==== Supplied data

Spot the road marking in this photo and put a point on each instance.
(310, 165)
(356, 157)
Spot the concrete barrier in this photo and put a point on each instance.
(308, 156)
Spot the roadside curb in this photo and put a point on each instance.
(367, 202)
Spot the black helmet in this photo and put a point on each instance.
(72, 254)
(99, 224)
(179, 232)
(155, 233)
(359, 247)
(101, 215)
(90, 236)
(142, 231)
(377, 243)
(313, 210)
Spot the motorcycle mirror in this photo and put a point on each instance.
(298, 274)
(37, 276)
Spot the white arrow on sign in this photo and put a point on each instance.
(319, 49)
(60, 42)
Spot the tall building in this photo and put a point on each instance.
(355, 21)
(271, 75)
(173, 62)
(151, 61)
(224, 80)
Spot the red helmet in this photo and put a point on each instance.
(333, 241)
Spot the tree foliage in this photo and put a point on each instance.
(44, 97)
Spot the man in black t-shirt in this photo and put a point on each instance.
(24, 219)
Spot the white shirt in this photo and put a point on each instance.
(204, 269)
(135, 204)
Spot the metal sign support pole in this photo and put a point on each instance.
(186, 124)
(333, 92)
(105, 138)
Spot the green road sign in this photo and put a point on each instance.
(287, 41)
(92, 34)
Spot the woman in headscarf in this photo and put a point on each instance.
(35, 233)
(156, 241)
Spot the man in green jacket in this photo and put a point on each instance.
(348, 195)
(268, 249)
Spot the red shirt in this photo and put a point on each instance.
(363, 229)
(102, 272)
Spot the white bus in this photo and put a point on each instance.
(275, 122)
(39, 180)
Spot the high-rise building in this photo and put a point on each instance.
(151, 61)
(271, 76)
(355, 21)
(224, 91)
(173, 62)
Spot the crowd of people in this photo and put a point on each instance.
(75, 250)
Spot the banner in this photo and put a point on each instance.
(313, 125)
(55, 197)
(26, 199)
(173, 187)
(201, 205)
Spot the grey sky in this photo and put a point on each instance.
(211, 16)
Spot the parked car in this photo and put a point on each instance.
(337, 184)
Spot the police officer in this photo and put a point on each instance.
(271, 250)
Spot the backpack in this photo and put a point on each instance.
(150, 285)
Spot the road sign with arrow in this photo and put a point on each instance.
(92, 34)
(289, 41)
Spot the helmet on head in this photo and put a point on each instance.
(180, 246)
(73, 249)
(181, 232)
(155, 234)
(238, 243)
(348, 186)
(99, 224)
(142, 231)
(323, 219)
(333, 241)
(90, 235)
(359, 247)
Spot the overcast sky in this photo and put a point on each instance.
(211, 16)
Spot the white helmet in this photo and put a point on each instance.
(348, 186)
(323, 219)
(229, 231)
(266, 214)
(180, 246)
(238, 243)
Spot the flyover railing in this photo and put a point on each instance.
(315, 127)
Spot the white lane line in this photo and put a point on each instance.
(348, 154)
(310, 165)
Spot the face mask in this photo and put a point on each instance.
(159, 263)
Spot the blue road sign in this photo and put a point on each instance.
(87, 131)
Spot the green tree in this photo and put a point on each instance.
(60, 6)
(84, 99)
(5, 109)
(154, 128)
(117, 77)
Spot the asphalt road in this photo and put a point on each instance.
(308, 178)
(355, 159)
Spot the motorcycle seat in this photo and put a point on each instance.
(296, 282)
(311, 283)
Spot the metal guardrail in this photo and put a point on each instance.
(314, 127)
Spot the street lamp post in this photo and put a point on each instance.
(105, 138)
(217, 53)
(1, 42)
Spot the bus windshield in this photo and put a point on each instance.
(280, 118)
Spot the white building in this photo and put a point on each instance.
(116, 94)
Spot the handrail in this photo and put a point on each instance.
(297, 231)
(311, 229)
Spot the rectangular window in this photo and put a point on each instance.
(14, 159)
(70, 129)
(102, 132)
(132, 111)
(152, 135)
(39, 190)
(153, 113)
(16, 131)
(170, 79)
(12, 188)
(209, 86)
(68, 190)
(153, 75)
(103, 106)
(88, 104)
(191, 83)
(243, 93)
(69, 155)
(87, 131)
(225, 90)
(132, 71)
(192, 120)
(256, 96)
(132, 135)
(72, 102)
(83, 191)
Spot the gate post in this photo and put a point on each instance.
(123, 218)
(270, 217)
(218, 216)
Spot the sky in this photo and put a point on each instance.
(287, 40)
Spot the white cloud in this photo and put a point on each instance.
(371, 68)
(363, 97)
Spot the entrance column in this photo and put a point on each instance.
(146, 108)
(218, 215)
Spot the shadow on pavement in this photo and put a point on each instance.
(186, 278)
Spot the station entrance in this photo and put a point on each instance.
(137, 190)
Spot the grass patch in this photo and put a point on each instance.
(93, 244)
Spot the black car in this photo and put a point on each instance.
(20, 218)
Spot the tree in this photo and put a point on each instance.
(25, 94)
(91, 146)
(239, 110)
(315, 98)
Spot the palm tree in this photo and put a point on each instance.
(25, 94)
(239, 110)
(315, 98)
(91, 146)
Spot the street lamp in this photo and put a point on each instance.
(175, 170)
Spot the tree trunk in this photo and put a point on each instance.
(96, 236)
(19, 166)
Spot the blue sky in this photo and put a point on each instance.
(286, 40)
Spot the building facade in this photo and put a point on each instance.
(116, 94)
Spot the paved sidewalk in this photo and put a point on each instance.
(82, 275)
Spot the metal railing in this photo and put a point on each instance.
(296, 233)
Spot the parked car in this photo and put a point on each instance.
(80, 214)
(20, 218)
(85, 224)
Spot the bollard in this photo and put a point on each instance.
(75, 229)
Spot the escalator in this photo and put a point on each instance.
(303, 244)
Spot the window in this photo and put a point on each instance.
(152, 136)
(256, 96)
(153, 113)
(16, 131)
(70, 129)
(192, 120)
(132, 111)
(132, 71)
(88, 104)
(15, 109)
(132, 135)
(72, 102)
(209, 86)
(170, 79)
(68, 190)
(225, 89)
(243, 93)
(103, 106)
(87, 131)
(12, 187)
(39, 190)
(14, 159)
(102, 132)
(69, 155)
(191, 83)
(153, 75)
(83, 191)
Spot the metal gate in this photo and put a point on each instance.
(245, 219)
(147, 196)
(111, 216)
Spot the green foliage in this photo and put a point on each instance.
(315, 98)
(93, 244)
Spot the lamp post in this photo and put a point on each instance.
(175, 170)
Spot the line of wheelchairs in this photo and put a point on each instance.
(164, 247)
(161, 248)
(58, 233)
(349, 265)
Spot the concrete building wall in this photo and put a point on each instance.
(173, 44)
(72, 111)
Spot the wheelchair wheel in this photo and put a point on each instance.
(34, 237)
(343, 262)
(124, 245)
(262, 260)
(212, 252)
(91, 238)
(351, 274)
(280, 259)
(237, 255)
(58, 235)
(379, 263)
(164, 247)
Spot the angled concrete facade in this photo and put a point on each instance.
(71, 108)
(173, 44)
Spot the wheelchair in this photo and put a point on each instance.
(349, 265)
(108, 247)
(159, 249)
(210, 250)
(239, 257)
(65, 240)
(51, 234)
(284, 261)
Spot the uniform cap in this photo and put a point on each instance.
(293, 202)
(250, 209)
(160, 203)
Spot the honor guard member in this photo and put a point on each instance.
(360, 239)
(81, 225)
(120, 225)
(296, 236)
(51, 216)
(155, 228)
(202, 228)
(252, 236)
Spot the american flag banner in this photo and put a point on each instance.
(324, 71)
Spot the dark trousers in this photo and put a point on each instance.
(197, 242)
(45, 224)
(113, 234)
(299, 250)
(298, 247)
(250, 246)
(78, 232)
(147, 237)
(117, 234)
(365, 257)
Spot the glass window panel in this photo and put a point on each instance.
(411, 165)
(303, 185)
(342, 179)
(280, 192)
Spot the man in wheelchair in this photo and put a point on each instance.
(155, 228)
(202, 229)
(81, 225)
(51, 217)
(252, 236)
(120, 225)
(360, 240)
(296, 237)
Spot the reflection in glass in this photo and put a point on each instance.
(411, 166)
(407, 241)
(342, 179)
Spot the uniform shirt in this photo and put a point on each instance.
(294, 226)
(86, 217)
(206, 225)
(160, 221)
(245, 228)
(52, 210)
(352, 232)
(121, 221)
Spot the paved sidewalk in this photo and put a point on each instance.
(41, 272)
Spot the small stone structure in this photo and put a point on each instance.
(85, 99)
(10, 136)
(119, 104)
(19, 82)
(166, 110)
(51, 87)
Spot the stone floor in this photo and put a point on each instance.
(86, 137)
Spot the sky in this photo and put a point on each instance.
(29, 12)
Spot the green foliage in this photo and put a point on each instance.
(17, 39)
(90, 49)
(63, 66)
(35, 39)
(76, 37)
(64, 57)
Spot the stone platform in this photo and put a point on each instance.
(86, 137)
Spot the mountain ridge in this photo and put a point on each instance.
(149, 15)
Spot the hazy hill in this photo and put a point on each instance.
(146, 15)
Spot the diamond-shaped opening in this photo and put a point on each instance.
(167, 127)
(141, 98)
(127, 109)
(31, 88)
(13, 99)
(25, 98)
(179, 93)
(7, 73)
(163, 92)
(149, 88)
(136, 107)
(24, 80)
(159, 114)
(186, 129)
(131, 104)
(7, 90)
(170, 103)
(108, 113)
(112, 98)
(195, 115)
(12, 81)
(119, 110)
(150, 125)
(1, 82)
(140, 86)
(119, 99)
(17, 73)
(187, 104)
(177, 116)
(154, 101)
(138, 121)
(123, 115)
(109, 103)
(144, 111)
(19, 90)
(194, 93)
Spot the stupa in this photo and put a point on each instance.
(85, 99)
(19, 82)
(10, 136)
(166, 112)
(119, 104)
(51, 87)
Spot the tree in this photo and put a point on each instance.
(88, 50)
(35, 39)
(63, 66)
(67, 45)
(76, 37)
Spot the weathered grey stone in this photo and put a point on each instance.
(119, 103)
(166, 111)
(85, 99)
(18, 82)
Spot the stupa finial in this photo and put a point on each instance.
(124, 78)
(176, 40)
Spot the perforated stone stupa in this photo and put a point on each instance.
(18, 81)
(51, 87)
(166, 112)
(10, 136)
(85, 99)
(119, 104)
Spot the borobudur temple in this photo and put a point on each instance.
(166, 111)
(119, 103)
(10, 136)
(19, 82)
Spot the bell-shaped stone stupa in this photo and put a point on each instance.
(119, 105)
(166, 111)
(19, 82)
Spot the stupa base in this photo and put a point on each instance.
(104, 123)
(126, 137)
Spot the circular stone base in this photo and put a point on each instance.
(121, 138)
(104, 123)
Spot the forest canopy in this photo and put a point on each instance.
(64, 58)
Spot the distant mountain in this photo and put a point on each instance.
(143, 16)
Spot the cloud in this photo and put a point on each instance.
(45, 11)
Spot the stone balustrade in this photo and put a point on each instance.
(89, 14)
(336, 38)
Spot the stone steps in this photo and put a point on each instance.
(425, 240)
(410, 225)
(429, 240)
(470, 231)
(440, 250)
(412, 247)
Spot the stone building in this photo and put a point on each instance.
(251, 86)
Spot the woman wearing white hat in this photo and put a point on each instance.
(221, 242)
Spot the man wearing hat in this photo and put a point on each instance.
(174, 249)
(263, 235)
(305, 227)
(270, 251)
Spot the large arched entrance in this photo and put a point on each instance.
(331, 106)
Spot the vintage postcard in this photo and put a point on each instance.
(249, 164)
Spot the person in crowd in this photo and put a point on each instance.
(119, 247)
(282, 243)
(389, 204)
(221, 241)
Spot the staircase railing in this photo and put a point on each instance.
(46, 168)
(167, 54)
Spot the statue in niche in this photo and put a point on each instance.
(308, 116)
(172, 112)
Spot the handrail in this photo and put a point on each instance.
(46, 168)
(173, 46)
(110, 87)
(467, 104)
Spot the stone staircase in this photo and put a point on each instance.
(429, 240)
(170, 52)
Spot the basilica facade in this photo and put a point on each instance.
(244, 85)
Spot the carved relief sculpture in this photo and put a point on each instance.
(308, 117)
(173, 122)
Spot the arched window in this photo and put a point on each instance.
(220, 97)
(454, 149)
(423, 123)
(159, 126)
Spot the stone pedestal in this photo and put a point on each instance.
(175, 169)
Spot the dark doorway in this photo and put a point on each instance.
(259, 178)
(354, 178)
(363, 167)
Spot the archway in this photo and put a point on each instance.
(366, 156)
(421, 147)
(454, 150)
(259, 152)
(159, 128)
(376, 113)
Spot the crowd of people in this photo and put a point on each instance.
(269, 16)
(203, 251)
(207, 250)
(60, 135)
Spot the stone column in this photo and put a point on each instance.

========

__Task__
Rescale the stretch from the line containing "Spot the stone pedestal" through the end of the lines, copying every line again, requests included, with each coordinate in the answers multiplied by 2.55 and rounded to a whole number, halves rounding up.

__Answer to the problem__
Spot the stone pedestal in this photo and put a point on each instance.
(446, 431)
Spot the dark doorway in this photo and put a point on each instance.
(660, 454)
(903, 454)
(926, 426)
Spot the archway in this photo and put a point on each instance.
(933, 398)
(1074, 375)
(1158, 383)
(660, 388)
(405, 326)
(959, 288)
Spot the crowd of people in this photo and put a point on each instance.
(686, 41)
(518, 640)
(528, 638)
(153, 344)
Spot the stone column in this photo and put a point on each instance.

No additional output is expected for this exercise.